> _EXERCISE_: Repeat the listing that follows, character for character, minus the pictures.

--- GIVEN RECORDS ---

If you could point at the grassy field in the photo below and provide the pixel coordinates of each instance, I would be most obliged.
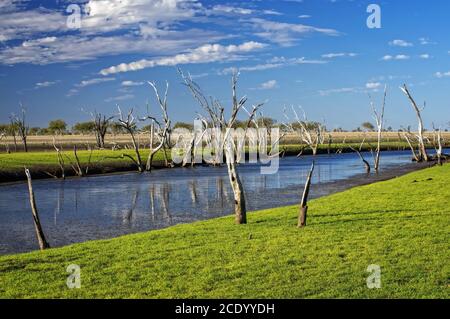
(402, 225)
(105, 157)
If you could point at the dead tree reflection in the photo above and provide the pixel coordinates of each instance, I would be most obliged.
(129, 214)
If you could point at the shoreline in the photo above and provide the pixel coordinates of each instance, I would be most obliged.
(318, 190)
(399, 228)
(38, 172)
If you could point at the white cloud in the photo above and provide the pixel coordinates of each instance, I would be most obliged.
(269, 85)
(336, 91)
(204, 54)
(120, 98)
(234, 10)
(94, 81)
(395, 57)
(338, 55)
(274, 63)
(373, 85)
(441, 75)
(45, 84)
(132, 83)
(286, 34)
(400, 43)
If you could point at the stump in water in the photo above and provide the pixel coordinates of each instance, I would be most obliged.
(43, 244)
(304, 203)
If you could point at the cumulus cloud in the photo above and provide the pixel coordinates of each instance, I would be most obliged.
(204, 54)
(45, 84)
(373, 85)
(400, 43)
(441, 75)
(395, 57)
(338, 55)
(286, 34)
(132, 83)
(94, 81)
(120, 98)
(340, 90)
(274, 63)
(269, 85)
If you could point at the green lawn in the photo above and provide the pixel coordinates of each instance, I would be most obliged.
(40, 159)
(16, 161)
(403, 225)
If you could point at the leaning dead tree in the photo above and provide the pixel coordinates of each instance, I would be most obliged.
(43, 244)
(304, 203)
(378, 116)
(437, 139)
(101, 124)
(20, 125)
(162, 131)
(422, 156)
(310, 133)
(409, 138)
(358, 151)
(128, 123)
(216, 114)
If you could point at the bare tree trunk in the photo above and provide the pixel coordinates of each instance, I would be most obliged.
(304, 203)
(240, 210)
(43, 244)
(415, 156)
(423, 156)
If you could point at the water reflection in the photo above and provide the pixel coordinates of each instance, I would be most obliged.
(77, 210)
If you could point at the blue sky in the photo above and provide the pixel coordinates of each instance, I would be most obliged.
(319, 54)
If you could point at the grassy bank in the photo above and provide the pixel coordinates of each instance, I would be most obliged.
(108, 161)
(402, 225)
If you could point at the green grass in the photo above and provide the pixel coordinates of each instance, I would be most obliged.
(16, 161)
(403, 225)
(39, 159)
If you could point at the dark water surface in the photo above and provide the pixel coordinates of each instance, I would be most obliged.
(77, 210)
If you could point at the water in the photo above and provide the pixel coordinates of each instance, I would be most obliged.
(77, 210)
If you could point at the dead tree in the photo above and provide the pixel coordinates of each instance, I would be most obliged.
(422, 156)
(43, 244)
(310, 133)
(438, 144)
(163, 130)
(216, 115)
(358, 151)
(409, 137)
(304, 203)
(59, 156)
(128, 123)
(101, 124)
(19, 123)
(379, 119)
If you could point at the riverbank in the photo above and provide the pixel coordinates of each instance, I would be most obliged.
(400, 224)
(45, 165)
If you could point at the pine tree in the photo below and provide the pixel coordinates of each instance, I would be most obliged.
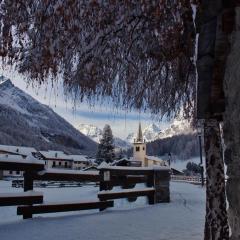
(106, 147)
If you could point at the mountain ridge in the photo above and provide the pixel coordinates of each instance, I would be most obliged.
(26, 122)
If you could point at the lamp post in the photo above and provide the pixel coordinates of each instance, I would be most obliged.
(199, 131)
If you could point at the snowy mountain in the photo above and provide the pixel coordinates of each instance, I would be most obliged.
(150, 133)
(179, 126)
(153, 132)
(95, 134)
(26, 122)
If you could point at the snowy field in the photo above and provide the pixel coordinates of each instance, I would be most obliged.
(181, 164)
(182, 219)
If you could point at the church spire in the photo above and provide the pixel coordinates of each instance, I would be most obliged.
(139, 135)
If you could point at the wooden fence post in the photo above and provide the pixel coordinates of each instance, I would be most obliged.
(161, 185)
(28, 186)
(104, 183)
(150, 183)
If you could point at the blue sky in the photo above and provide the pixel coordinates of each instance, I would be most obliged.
(121, 122)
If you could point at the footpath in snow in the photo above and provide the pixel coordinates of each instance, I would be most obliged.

---

> _CORRECT RESULT_:
If you could point at the grassy field in the photo below and provide the pixel coordinates of each instance, I would be most obliged.
(402, 225)
(105, 157)
If you could point at the dead tree reflection in the photo above and provide the pixel coordinates of each instance, I would be most obliged.
(129, 214)
If you could point at the shoreline in the photo above and provide the pixel coordinates of each instance, I would be most obliged.
(318, 190)
(399, 228)
(38, 172)
If you could point at the white cloud in the photo above and provide the pixel coordinates of each instance, I would be most obliged.
(269, 85)
(336, 91)
(204, 54)
(120, 98)
(234, 10)
(94, 81)
(395, 57)
(338, 55)
(274, 63)
(373, 85)
(441, 75)
(45, 84)
(132, 83)
(286, 34)
(400, 43)
If you could point at the stump in water in the photo above and provide the pixel coordinates of each instance, I would be most obliged.
(43, 244)
(304, 203)
If you could point at the cumulus cloud in the photo above and provide the pixel coordinates of each instance, I would be most obliged.
(204, 54)
(45, 84)
(373, 85)
(400, 43)
(441, 75)
(395, 57)
(338, 55)
(286, 34)
(132, 83)
(94, 81)
(120, 98)
(340, 90)
(274, 63)
(269, 85)
If you could point at the green lawn in the photo above and provide the pixel coordinates of each instance, I would be most obliged.
(40, 159)
(16, 161)
(403, 225)
If you could point at the leaning dead tree in the photo above and provide the pixel coordinates of each instance, I would be most obliged.
(43, 244)
(304, 203)
(378, 116)
(437, 139)
(101, 124)
(20, 125)
(162, 131)
(422, 156)
(310, 133)
(409, 138)
(358, 151)
(128, 123)
(216, 114)
If you could point at the bare tree trunk in the photo above and provide the pixel coordinates of each instance, I would be most obliged.
(304, 203)
(240, 210)
(43, 244)
(415, 156)
(423, 156)
If you could point at the water reflection in the photo above and provide the pixel coordinates of each instance, I would be most obliged.
(77, 210)
If you could point at the blue sky in the photo above and provide the pixel coordinates of each instance, I would be most obliged.
(319, 54)
If you could point at the grassy bank in the photo above and provide the pixel coordinates of each instance, I would be most obliged.
(108, 161)
(402, 225)
If you could point at the green grass in the photo above and provide the pixel coordinates of each instance, I would be most obliged.
(16, 161)
(403, 225)
(39, 159)
If you could point at the dark water surface in the photo above and provide the pixel coordinates of each instance, I would be most obliged.
(77, 210)
If you could point at the water in the photo above and provide the pixel coordinates of each instance, I would be most obliged.
(77, 210)
If you could point at the dead tree in the photo above and provide the pixel coordinates of each instance, I would be most obliged.
(422, 156)
(43, 244)
(310, 133)
(438, 144)
(163, 130)
(216, 115)
(358, 151)
(409, 137)
(304, 203)
(59, 156)
(128, 123)
(101, 124)
(19, 123)
(379, 119)
If you could point at the riverbank in the photo above and provide the pixel coordinates of each instance, I would be most obliged.
(400, 224)
(45, 165)
If you could point at the pine tree in the photo below and provide the pixel coordinates of each instance, I would be most obliged.
(106, 147)
If you could point at the mountain ridge in the photo above and provide the pixel coordinates of each instance, I would be most obliged.
(26, 122)
If you could point at the lamp post in the photo above and provide the pixel coordinates of each instance, I would be most obliged.
(199, 131)
If you could point at the snowy mountain in the photo above and provide the pixel coordinates of each instance, I would be most obliged.
(150, 133)
(179, 126)
(153, 132)
(95, 134)
(26, 122)
If you could point at the snowy field in the photo above and provide the pixel coordinates of each instance, I would be most obliged.
(181, 164)
(182, 219)
If you could point at the church spire in the photo above and provide the pixel coordinates of each instance, I would be most obliged.
(139, 135)
If you could point at the wooden fence post in the photo above and provide the pixel coordinates of each instance, I would be most obliged.
(161, 185)
(28, 186)
(104, 183)
(150, 183)
If you could point at the blue sky in the photo above and provide the pixel coordinates of each instance, I would be most obliged.
(121, 122)
If you could point at the footpath in snow in the photo above and provide the pixel coordinates of each instance, I would be most obliged.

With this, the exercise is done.